• **REQUIREMENT**:
Copy the data precisely, keeping every character.

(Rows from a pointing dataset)
+ + + + +
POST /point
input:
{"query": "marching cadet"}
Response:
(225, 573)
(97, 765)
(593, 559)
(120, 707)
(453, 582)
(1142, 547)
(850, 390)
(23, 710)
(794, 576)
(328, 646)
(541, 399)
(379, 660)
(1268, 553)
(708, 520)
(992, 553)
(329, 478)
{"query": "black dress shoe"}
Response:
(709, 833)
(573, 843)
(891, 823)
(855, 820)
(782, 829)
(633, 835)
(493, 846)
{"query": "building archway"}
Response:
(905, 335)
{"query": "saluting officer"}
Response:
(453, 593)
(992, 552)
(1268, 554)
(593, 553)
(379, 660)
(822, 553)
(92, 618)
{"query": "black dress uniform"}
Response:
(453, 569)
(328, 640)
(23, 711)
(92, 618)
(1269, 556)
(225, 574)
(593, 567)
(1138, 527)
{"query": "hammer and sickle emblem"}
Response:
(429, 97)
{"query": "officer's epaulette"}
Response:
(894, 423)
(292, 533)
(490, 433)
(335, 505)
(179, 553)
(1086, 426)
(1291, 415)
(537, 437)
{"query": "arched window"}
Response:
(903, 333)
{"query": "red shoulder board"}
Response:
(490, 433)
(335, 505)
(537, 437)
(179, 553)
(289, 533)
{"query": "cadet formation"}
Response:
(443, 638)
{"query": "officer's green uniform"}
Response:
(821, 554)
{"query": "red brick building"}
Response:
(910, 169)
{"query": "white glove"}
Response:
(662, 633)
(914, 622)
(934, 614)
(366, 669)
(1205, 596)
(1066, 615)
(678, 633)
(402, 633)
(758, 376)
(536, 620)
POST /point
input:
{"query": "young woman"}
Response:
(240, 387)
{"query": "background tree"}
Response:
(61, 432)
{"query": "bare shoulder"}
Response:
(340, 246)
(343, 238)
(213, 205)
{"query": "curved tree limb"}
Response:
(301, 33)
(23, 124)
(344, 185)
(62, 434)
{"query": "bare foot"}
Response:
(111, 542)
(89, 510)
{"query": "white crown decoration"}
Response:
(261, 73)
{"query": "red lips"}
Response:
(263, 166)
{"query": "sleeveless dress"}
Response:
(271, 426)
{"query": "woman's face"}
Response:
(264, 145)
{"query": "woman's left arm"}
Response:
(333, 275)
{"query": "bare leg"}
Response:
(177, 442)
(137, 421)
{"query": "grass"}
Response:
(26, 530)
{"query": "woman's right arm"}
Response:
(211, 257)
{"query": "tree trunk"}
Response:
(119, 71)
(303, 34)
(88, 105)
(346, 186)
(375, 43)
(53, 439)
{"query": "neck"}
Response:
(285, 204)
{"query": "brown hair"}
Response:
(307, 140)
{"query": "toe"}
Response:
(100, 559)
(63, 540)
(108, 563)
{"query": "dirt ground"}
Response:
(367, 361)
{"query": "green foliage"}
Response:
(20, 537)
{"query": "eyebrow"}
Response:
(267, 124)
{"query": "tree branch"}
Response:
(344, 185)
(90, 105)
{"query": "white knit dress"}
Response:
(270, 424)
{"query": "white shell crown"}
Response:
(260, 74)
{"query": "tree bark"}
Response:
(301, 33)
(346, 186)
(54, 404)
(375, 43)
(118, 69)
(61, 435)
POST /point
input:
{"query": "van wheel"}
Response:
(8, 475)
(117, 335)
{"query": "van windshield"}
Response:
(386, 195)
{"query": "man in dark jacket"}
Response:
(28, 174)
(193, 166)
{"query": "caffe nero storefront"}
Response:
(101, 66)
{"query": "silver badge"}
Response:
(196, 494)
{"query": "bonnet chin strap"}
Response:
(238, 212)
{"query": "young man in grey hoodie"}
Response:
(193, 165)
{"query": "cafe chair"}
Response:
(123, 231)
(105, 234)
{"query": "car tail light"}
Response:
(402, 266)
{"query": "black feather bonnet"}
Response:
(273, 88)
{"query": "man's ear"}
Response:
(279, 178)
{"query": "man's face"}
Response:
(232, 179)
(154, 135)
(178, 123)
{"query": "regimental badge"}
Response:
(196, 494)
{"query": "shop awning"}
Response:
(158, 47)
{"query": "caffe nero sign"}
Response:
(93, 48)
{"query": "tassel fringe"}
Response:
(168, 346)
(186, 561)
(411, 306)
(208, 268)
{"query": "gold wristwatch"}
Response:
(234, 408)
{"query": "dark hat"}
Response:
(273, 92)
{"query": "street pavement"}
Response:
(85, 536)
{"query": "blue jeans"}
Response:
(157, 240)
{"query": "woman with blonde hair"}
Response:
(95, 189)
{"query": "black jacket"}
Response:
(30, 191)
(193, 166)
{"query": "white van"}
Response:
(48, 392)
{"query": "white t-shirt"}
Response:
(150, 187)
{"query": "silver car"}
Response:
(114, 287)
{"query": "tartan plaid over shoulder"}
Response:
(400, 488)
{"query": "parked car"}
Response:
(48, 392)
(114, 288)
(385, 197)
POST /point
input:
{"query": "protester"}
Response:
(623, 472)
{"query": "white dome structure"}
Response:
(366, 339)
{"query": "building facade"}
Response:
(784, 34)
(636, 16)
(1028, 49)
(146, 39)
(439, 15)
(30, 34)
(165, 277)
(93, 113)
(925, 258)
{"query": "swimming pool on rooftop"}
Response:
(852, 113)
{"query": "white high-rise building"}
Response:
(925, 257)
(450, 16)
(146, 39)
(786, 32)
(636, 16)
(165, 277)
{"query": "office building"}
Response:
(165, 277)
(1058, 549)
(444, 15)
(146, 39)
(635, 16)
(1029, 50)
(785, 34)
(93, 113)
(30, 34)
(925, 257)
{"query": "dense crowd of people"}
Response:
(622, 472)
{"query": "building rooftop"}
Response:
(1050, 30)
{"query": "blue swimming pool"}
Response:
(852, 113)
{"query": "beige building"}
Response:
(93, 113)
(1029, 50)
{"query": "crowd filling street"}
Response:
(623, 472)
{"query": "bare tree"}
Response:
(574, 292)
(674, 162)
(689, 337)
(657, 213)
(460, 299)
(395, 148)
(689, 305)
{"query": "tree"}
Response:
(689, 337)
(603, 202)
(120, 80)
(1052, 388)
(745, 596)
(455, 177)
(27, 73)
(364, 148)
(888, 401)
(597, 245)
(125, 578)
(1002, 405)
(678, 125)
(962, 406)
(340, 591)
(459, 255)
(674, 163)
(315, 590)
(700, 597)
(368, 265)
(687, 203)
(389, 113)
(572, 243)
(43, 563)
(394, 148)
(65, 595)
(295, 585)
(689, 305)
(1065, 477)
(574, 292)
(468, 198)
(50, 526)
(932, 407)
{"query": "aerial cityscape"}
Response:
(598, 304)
+ + + + +
• **ANSWER TO THE TASK**:
POST /point
input:
{"query": "marching cadet"}
Response:
(225, 573)
(97, 765)
(593, 559)
(120, 707)
(453, 582)
(1142, 547)
(850, 390)
(23, 710)
(794, 576)
(328, 646)
(541, 399)
(379, 660)
(1268, 553)
(708, 520)
(992, 553)
(329, 478)
{"query": "black dress shoe"}
Response:
(709, 833)
(573, 843)
(891, 823)
(855, 820)
(782, 829)
(633, 835)
(493, 846)
{"query": "building archway"}
Response:
(905, 335)
{"query": "saluting officer"}
Response:
(453, 593)
(992, 552)
(1268, 554)
(593, 553)
(379, 660)
(822, 553)
(92, 618)
{"query": "black dress uniform"}
Response:
(453, 569)
(328, 640)
(23, 711)
(92, 618)
(1269, 556)
(225, 574)
(593, 567)
(1138, 527)
{"query": "hammer and sickle emblem"}
Response:
(429, 97)
{"query": "officer's epaulette"}
Response:
(894, 423)
(292, 533)
(490, 433)
(335, 505)
(179, 553)
(1086, 426)
(1291, 415)
(537, 437)
{"query": "arched window"}
Response:
(903, 333)
{"query": "red shoulder board"}
Response:
(490, 433)
(335, 505)
(537, 437)
(179, 553)
(289, 533)
{"query": "cadet formation"}
Response:
(443, 638)
{"query": "officer's green uniform"}
Response:
(821, 554)
{"query": "red brick building"}
Response:
(910, 169)
{"query": "white glove"}
Response:
(662, 633)
(914, 622)
(934, 614)
(366, 669)
(1205, 596)
(1066, 615)
(678, 633)
(402, 633)
(758, 376)
(536, 620)
POST /point
input:
{"query": "young woman"}
Response:
(240, 387)
{"query": "background tree"}
Response:
(61, 432)
{"query": "bare shoulder"}
Response:
(340, 246)
(343, 238)
(213, 205)
{"query": "curved tree limb"}
Response:
(301, 33)
(23, 124)
(344, 185)
(62, 434)
{"query": "bare foot"}
Response:
(111, 542)
(89, 510)
{"query": "white crown decoration"}
Response:
(261, 73)
{"query": "red lips"}
Response:
(263, 166)
{"query": "sleeveless dress"}
Response:
(271, 426)
{"query": "woman's face"}
Response:
(264, 145)
{"query": "woman's left arm"}
Response:
(333, 275)
{"query": "bare leg"}
Response:
(177, 442)
(137, 421)
{"query": "grass"}
Response:
(26, 530)
{"query": "woman's right arm"}
Response:
(211, 257)
{"query": "tree trunk"}
Response:
(119, 71)
(303, 34)
(88, 105)
(346, 186)
(375, 43)
(53, 439)
{"query": "neck"}
Response:
(285, 204)
{"query": "brown hair"}
Response:
(307, 140)
{"query": "toe"}
Response:
(100, 559)
(63, 540)
(108, 563)
{"query": "dirt ground"}
Response:
(367, 361)
{"query": "green foliage"}
Response:
(20, 537)
{"query": "eyebrow"}
Response:
(267, 124)
{"query": "tree branch"}
Response:
(344, 185)
(90, 105)
{"query": "white knit dress"}
Response:
(270, 424)
{"query": "white shell crown"}
Response:
(260, 74)
{"query": "tree bark"}
Response:
(301, 33)
(346, 186)
(54, 404)
(375, 43)
(118, 69)
(61, 435)
POST /point
input:
{"query": "van wheel"}
Response:
(8, 475)
(117, 335)
{"query": "van windshield"}
Response:
(386, 195)
{"query": "man in dark jacket"}
Response:
(28, 174)
(193, 166)
{"query": "caffe nero storefront"}
Response:
(101, 66)
{"query": "silver badge"}
Response:
(196, 494)
{"query": "bonnet chin strap"}
Response:
(238, 212)
{"query": "young man in grey hoodie"}
Response:
(193, 165)
{"query": "cafe chair"}
Response:
(123, 231)
(105, 234)
{"query": "car tail light"}
Response:
(402, 266)
{"query": "black feather bonnet"}
Response:
(273, 88)
{"query": "man's ear"}
Response:
(279, 178)
{"query": "man's face"}
Response:
(232, 179)
(154, 135)
(178, 123)
{"query": "regimental badge"}
Response:
(196, 494)
{"query": "shop awning"}
Response:
(158, 47)
{"query": "caffe nero sign"}
Response:
(93, 48)
{"query": "tassel fringe"}
Response:
(168, 346)
(186, 561)
(411, 306)
(208, 268)
{"query": "gold wristwatch"}
Response:
(234, 408)
{"query": "dark hat"}
Response:
(273, 92)
{"query": "street pavement"}
Response:
(85, 536)
{"query": "blue jeans"}
Response:
(157, 240)
{"query": "woman with blonde hair"}
Response:
(95, 189)
{"query": "black jacket"}
Response:
(30, 191)
(193, 166)
{"query": "white van"}
Response:
(48, 392)
{"query": "white t-shirt"}
Response:
(150, 187)
{"query": "silver car"}
Response:
(114, 287)
{"query": "tartan plaid over shoulder"}
Response:
(400, 488)
{"query": "parked car"}
Response:
(48, 392)
(114, 288)
(385, 197)
POST /point
input:
{"query": "protester"}
Response:
(623, 472)
{"query": "white dome structure"}
Response:
(366, 339)
{"query": "building facade"}
Response:
(784, 34)
(636, 16)
(1028, 49)
(146, 39)
(439, 15)
(30, 34)
(165, 277)
(93, 113)
(925, 258)
{"query": "swimming pool on rooftop"}
Response:
(852, 113)
{"query": "white high-rise building"}
Response:
(925, 257)
(450, 16)
(146, 39)
(786, 32)
(636, 16)
(165, 277)
{"query": "office building"}
Response:
(165, 277)
(1058, 549)
(444, 15)
(146, 39)
(635, 16)
(1029, 50)
(785, 34)
(93, 113)
(30, 34)
(925, 257)
{"query": "dense crowd of people"}
Response:
(622, 472)
{"query": "building rooftop"}
Response:
(1050, 30)
{"query": "blue swimming pool"}
Response:
(852, 113)
{"query": "beige building"}
Response:
(93, 113)
(1029, 50)
{"query": "crowd filling street"}
Response:
(623, 472)
{"query": "bare tree"}
Response:
(574, 292)
(674, 162)
(689, 337)
(657, 213)
(460, 299)
(395, 148)
(689, 305)
{"query": "tree"}
Response:
(689, 337)
(603, 202)
(120, 80)
(1052, 388)
(745, 596)
(455, 177)
(27, 73)
(364, 148)
(888, 401)
(597, 245)
(125, 578)
(1002, 405)
(678, 125)
(962, 406)
(340, 591)
(459, 255)
(674, 163)
(315, 590)
(700, 597)
(368, 265)
(687, 203)
(389, 113)
(572, 243)
(43, 563)
(394, 148)
(65, 595)
(295, 585)
(689, 305)
(1065, 477)
(574, 292)
(468, 198)
(50, 526)
(932, 407)
{"query": "aerial cityscape"}
Response:
(598, 304)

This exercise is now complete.